• _Request_
Transcribe all of the records precisely as they are presented.

-- begin Data for processing --

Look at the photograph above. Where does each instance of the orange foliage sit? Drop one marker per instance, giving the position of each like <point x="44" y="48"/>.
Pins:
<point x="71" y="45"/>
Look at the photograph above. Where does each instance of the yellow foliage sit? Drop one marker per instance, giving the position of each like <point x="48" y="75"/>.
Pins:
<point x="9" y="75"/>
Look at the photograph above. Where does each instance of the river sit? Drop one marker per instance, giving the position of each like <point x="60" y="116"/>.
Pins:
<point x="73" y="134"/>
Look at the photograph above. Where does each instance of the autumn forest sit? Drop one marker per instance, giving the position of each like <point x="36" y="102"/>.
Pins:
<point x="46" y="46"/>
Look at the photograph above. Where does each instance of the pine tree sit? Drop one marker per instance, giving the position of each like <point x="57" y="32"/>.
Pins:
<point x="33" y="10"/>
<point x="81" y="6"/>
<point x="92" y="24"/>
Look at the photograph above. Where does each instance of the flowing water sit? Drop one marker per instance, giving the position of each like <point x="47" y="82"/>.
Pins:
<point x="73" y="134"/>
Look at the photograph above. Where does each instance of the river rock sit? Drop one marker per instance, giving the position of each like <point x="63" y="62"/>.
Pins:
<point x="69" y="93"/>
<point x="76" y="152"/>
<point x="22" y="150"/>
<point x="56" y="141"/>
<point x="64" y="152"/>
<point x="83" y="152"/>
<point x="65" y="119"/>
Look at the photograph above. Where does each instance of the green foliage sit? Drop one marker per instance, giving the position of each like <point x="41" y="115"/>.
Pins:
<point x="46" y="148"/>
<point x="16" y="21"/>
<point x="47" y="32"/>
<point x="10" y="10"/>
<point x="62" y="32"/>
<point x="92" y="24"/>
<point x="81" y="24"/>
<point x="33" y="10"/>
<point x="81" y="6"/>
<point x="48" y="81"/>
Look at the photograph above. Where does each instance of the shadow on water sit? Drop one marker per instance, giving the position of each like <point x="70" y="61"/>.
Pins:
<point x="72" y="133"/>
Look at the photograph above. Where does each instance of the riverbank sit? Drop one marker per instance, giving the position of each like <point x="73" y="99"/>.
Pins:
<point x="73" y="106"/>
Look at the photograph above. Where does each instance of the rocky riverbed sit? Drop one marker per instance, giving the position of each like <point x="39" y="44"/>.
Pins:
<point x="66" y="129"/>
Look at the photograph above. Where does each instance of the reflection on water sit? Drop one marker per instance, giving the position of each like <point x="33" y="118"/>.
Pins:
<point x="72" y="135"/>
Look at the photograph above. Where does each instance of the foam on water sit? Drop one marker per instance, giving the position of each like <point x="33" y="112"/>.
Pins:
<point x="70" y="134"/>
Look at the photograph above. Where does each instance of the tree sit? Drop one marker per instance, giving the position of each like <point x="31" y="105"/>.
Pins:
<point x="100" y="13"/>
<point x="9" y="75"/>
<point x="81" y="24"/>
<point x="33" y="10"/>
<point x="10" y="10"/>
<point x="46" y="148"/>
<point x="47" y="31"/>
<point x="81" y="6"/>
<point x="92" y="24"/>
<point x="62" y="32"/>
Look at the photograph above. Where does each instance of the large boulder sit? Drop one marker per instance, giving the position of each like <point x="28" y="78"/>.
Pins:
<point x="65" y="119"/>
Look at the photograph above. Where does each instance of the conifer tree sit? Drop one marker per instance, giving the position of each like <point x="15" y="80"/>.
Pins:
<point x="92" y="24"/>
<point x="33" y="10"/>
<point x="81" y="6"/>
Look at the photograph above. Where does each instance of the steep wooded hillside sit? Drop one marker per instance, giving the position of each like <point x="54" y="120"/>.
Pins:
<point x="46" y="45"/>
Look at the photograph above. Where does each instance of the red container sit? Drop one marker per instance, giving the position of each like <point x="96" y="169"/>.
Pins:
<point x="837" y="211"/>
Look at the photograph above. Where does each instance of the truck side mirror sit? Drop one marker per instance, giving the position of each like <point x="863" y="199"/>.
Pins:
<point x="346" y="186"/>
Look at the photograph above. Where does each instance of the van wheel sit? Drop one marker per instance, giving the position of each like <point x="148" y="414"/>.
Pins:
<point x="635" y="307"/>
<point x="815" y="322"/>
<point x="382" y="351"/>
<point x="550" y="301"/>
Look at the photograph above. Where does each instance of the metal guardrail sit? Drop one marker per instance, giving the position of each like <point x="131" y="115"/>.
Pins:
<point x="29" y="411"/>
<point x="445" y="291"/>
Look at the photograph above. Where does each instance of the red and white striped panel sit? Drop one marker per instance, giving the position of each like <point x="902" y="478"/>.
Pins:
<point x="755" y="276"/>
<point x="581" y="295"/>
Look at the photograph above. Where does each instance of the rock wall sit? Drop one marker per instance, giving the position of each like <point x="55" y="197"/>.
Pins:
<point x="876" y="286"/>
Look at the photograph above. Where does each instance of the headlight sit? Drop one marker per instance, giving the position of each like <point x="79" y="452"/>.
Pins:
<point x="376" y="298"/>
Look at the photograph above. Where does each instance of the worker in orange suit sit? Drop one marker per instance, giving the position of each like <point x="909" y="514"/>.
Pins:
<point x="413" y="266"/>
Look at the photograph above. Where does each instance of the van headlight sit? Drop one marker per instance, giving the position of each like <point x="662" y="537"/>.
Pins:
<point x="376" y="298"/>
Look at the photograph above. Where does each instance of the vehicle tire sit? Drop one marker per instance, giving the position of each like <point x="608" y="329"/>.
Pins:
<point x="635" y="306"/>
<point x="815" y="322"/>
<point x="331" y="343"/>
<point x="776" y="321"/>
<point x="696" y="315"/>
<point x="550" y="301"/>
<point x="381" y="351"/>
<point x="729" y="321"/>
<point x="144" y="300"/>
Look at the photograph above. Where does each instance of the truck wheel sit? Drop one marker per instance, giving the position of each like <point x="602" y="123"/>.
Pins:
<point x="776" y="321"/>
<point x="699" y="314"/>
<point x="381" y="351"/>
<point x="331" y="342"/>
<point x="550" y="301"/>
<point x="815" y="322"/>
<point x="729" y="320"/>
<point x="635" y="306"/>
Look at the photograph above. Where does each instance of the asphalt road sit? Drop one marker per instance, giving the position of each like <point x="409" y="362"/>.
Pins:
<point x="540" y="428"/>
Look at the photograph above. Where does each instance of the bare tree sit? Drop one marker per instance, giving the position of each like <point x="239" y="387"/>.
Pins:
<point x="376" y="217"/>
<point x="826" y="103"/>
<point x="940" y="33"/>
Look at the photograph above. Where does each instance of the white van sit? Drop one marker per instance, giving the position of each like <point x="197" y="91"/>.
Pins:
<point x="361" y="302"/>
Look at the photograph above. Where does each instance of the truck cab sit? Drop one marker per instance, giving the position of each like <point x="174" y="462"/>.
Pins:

-- end Data for processing --

• _Reply to the task_
Look at the photograph above. Where does each instance of the orange foliage sit? Drop one marker per instance, giving the position of each like <point x="44" y="48"/>.
Pins:
<point x="71" y="45"/>
Look at the photograph above. Where does each instance of the yellow foliage sit? Drop one marker per instance, giving the position of each like <point x="48" y="75"/>.
Pins:
<point x="9" y="75"/>
Look at the photograph above. Where does each instance of the river sit? Drop one marker per instance, giving the position of each like <point x="60" y="116"/>.
Pins:
<point x="73" y="134"/>
Look at the photograph above. Where does each instance of the autumn forest sit? Drop one marker per instance, giving the position of each like <point x="36" y="102"/>.
Pins:
<point x="46" y="46"/>
Look at the photograph above. Where does each instance of the pine tree sit? Drop one marker per instance, giving the position of each like <point x="57" y="32"/>.
Pins:
<point x="33" y="10"/>
<point x="81" y="6"/>
<point x="92" y="24"/>
Look at the photograph above. Where does each instance of the flowing water sit? Drop one marker per instance, giving the position of each like <point x="47" y="82"/>.
Pins:
<point x="73" y="134"/>
Look at the photograph above. Where does each instance of the river rock sit? Drop one marker per instance, giving the position of each like <point x="63" y="62"/>.
Pins:
<point x="69" y="93"/>
<point x="76" y="152"/>
<point x="22" y="150"/>
<point x="56" y="141"/>
<point x="64" y="152"/>
<point x="83" y="152"/>
<point x="65" y="119"/>
Look at the photograph above. Where does each instance of the green foliage sit? Drop one marker per instance, giving the position of each like <point x="41" y="115"/>.
Pins:
<point x="46" y="148"/>
<point x="16" y="21"/>
<point x="47" y="32"/>
<point x="10" y="10"/>
<point x="62" y="32"/>
<point x="92" y="24"/>
<point x="81" y="24"/>
<point x="33" y="10"/>
<point x="81" y="6"/>
<point x="48" y="81"/>
Look at the photograph above. Where does each instance of the shadow on water sit? Drop one marker per instance, giving the position of each like <point x="70" y="61"/>.
Pins:
<point x="72" y="133"/>
Look at the photograph above. Where does each instance of the riverbank sit? Drop one marker per instance, giving the position of each like <point x="73" y="99"/>.
Pins:
<point x="73" y="106"/>
Look at the photograph above. Where does each instance of the rocky riverbed sit? Drop one marker per instance, giving the position of each like <point x="39" y="44"/>.
Pins:
<point x="66" y="129"/>
Look at the photograph above. Where does each instance of the reflection on water sit? Drop one marker per instance, giving the position of each like <point x="33" y="118"/>.
Pins:
<point x="72" y="135"/>
Look at the photograph above. Where does each instance of the foam on water sit? Drop one marker per instance, giving the position of each like <point x="33" y="112"/>.
Pins:
<point x="70" y="134"/>
Look at the photograph above. Where does each instance of the tree sit? Drop one marker per instance, giving the position of each like <point x="31" y="105"/>.
Pins:
<point x="100" y="13"/>
<point x="9" y="75"/>
<point x="81" y="24"/>
<point x="33" y="10"/>
<point x="10" y="10"/>
<point x="46" y="148"/>
<point x="47" y="31"/>
<point x="81" y="6"/>
<point x="92" y="24"/>
<point x="62" y="32"/>
Look at the photograph above. Where does each instance of the large boulder sit? Drop one marker per instance, giving the position of each like <point x="28" y="78"/>.
Pins:
<point x="65" y="119"/>
Look at the photograph above. Where does each instance of the conifer tree sit? Drop one marker per instance, giving the position of each like <point x="15" y="80"/>.
Pins:
<point x="92" y="24"/>
<point x="33" y="10"/>
<point x="81" y="6"/>
Look at the photograph above. Where does each instance of the steep wooded hillside sit? Drop one marker per instance, giving the position of each like <point x="54" y="120"/>.
Pins:
<point x="46" y="45"/>
Look at the photograph above. Where does each instance of the red container sit? Drop one marker per instance, giving the position of each like <point x="96" y="169"/>.
Pins:
<point x="837" y="211"/>
Look at the photograph above. Where does each instance of the truck side mirror sit? Drop one marker per instance, giving the position of each like <point x="863" y="199"/>.
Pins:
<point x="346" y="186"/>
Look at the photograph above. Where does each instance of the van wheel sit? Drop one marker per instance, giving the position of each like <point x="148" y="414"/>.
Pins:
<point x="635" y="307"/>
<point x="815" y="322"/>
<point x="382" y="351"/>
<point x="550" y="301"/>
Look at the photograph above. Where does each instance of the metal guardrail sit? Drop one marker per instance, giving the position of each like <point x="131" y="115"/>.
Pins:
<point x="29" y="411"/>
<point x="445" y="291"/>
Look at the photograph above. Where does each instance of the red and white striped panel sit? Drop one marker per instance, giving the position of each like <point x="902" y="478"/>.
Pins:
<point x="755" y="276"/>
<point x="581" y="295"/>
Look at the photograph above. Where does each instance of the rock wall sit? Drop one marker per instance, giving the position of each like <point x="55" y="197"/>.
Pins:
<point x="876" y="286"/>
Look at the photograph above. Where does each instance of the headlight sit? Drop one marker per instance, giving the position of each like <point x="79" y="452"/>.
Pins:
<point x="376" y="298"/>
Look at the photograph above. Where does each instance of the worker in orange suit sit? Drop one marker per instance, giving the position of each like <point x="909" y="514"/>.
Pins:
<point x="413" y="266"/>
Look at the photograph above. Where does each instance of the van headlight sit? Drop one marker per instance, giving the position of each like <point x="662" y="537"/>.
Pins:
<point x="376" y="298"/>
Look at the photograph above. Where does each instance of the vehicle tire sit? Drop one marker per instance, giving the position of each like <point x="608" y="329"/>.
Pins:
<point x="635" y="306"/>
<point x="815" y="322"/>
<point x="331" y="343"/>
<point x="776" y="321"/>
<point x="696" y="315"/>
<point x="550" y="301"/>
<point x="381" y="351"/>
<point x="729" y="321"/>
<point x="144" y="300"/>
Look at the photograph above. Where does each instance of the truck wheel sit? Drop one marker per instance, giving the position of each like <point x="602" y="123"/>.
Pins:
<point x="776" y="321"/>
<point x="699" y="314"/>
<point x="381" y="351"/>
<point x="331" y="342"/>
<point x="550" y="301"/>
<point x="815" y="322"/>
<point x="729" y="320"/>
<point x="635" y="306"/>
Look at the photograph above. Where does each instance of the asphalt road sit? Drop one marker per instance, giving the position of each like <point x="409" y="362"/>.
Pins:
<point x="540" y="428"/>
Look at the photograph above. Where does each instance of the bare tree sit? Drop one marker per instance, giving the position of each like <point x="239" y="387"/>.
Pins:
<point x="376" y="217"/>
<point x="826" y="103"/>
<point x="940" y="33"/>
Look at the photograph above. Where does each instance of the white van sit? Drop one marker per instance, giving the position of each like <point x="197" y="91"/>.
Pins:
<point x="361" y="302"/>
Look at the photograph above. Where does each instance of the truck cab sit? Drop one marker per instance, giving the position of each like <point x="174" y="462"/>.
Pins:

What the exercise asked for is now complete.